* **Given task a**:
In the records, turn the lines between the one holding "Expected: one point per instance of the lamp" and the one holding "(1299, 169)", inclusive, into a numbered list that skips any blank lines.

* **Excerpt to read**:

As Alan told us later, he'd returned from a teaching session and was quite tired as he headed to the canteen with his little bell, to summon us to class. While quite some distance away, he heard this loud noise of people having a good time, and immediately, his spirits lifted and when he came to the canteen and saw us, his face broke into a smile. We tried to insist he forget his bell and just join us for dinner, but finally, we had to face reality and head back to class for our final post dinner session

This was a lovely session. I would not want to divulge the details, so that if any of you ever participate in a similar exercise, you have no preconceived ideas about it. But it helped each of us enter into a meditative state and examine our deepest desires. An emotionally moving session, conducted with great skill. A few of the participants shared their experiences afterwards, and this sharing too was handled most compassionately. A lovely close to the main part of the workshop - thank you, Alan

We'd volunteered to do a collective "week that was" summary session next day, so the intent was to all head back to the canteen to work on this. Archana and I stopped in between for a bio-break and as we came out onto the verandah to head to the canteen, we could hear Murali's powerful voice singing. With happy smiles on our faces, we headed over to the canteen, where we found people seated on the floor, tables, chairs, everywhere and Murali sitting and singing in the midst of all. He very sweetly took requests, so with Shankara Bharanam, Bhaja Govindam, another song whose title I don't know, Vaishnava Janathu, ending finally with Vishnu Suprabhaatham. What a fantastic voice, he has ... and a lovely spirit to so willingly sing for all of us. Kultar quickly shared his idea of summarizing the week that was - we agreed and all headed off to sleep without a single line being drawn on a chart paper

Next morning, conscience had kicked in. Quite a few people felt we should have something to show on a chart. So quickly, ideas were pooled, worker bees (aka students and architects) were pressed into service, and 2 charts produced. The execution speed and synchronicity were amazing!

And so, we headed into our final half-day of workshop, where the Prof invited Murali to do a live music inspiration session.

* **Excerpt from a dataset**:
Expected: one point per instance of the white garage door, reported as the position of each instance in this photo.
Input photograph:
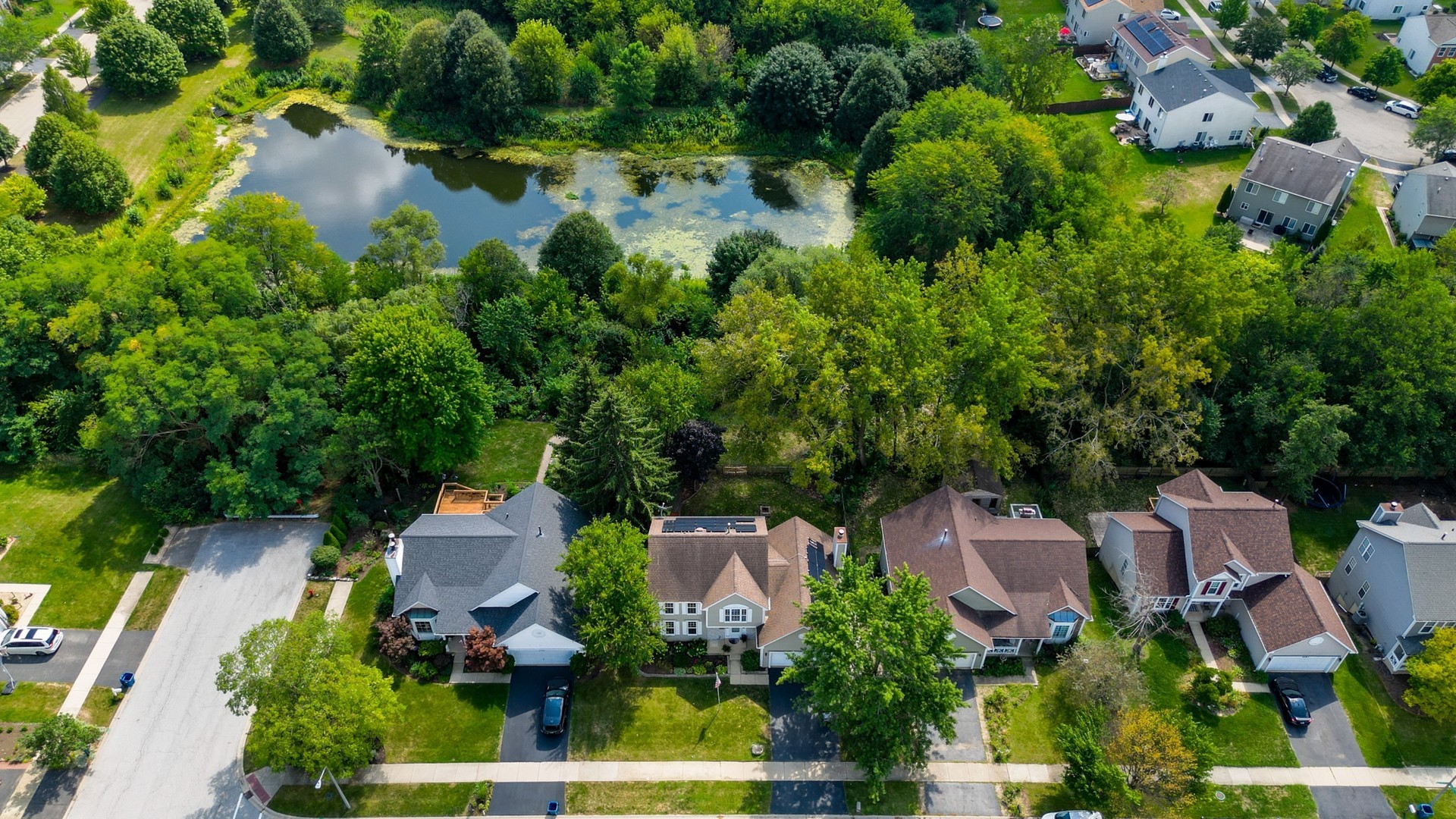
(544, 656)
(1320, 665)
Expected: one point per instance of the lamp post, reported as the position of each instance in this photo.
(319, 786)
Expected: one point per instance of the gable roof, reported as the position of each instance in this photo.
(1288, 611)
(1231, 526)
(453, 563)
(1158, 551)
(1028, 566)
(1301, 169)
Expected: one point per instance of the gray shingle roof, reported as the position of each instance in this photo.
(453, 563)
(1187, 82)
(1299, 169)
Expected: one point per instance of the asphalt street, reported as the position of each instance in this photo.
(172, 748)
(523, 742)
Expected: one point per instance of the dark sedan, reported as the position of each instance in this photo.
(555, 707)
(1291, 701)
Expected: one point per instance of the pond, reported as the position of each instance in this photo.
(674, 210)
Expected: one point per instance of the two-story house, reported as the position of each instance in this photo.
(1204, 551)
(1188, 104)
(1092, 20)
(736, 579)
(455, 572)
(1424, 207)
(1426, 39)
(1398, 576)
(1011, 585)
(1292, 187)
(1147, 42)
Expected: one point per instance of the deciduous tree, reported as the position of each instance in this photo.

* **Given task b**:
Return the whole workshop account above verbatim.

* **Final result a**:
1. Expected: one point per instance of the lamp post, reported as the position of each instance in this photo.
2. (319, 786)
3. Expected: one point per instance of the gable roof, reported as the position of each instance in this photo.
4. (1288, 611)
5. (1231, 526)
6. (453, 563)
7. (1158, 551)
8. (1028, 566)
9. (1301, 169)
10. Expected: one point per instance of the gray shingle roof, reported as the position of each instance in this photo.
11. (453, 563)
12. (1187, 82)
13. (1299, 169)

* **Final result b**:
As Alan told us later, he'd returned from a teaching session and was quite tired as he headed to the canteen with his little bell, to summon us to class. While quite some distance away, he heard this loud noise of people having a good time, and immediately, his spirits lifted and when he came to the canteen and saw us, his face broke into a smile. We tried to insist he forget his bell and just join us for dinner, but finally, we had to face reality and head back to class for our final post dinner session

This was a lovely session. I would not want to divulge the details, so that if any of you ever participate in a similar exercise, you have no preconceived ideas about it. But it helped each of us enter into a meditative state and examine our deepest desires. An emotionally moving session, conducted with great skill. A few of the participants shared their experiences afterwards, and this sharing too was handled most compassionately. A lovely close to the main part of the workshop - thank you, Alan

We'd volunteered to do a collective "week that was" summary session next day, so the intent was to all head back to the canteen to work on this. Archana and I stopped in between for a bio-break and as we came out onto the verandah to head to the canteen, we could hear Murali's powerful voice singing. With happy smiles on our faces, we headed over to the canteen, where we found people seated on the floor, tables, chairs, everywhere and Murali sitting and singing in the midst of all. He very sweetly took requests, so with Shankara Bharanam, Bhaja Govindam, another song whose title I don't know, Vaishnava Janathu, ending finally with Vishnu Suprabhaatham. What a fantastic voice, he has ... and a lovely spirit to so willingly sing for all of us. Kultar quickly shared his idea of summarizing the week that was - we agreed and all headed off to sleep without a single line being drawn on a chart paper

Next morning, conscience had kicked in. Quite a few people felt we should have something to show on a chart. So quickly, ideas were pooled, worker bees (aka students and architects) were pressed into service, and 2 charts produced. The execution speed and synchronicity were amazing!

And so, we headed into our final half-day of workshop, where the Prof invited Murali to do a live music inspiration session.